## SOURCE INFORMATION

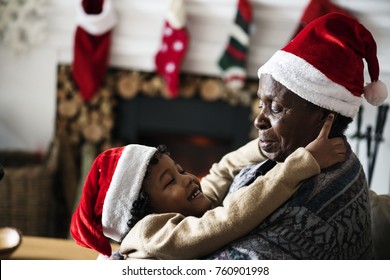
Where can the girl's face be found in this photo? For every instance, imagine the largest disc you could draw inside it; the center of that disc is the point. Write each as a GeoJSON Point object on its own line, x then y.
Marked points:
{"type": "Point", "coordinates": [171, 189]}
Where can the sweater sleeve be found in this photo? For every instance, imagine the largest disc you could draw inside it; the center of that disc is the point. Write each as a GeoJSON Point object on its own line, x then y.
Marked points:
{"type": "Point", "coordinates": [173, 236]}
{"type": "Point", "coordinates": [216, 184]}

---

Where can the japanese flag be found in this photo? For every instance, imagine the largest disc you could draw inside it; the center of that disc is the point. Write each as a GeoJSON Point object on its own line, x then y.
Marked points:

## TASK PROMPT
Retype the entries above exactly, but only from the line containing "Where can the girl's" through the line containing "Where can the sweater", both included.

## ANSWER TO THE PROBLEM
Where can the girl's face be found in this photo? For every instance, imagine the largest disc you could draw inside it; the center of that disc is the point. Write each as a GeoJSON Point object on its own line, x then y.
Marked points:
{"type": "Point", "coordinates": [171, 189]}
Where can the sweater sleeve be found in this photo? For every instance, imagine the largest disc you could draw inside it; the center of that disc is the point. Write each as a GeoJSON Point object on its own line, x then y.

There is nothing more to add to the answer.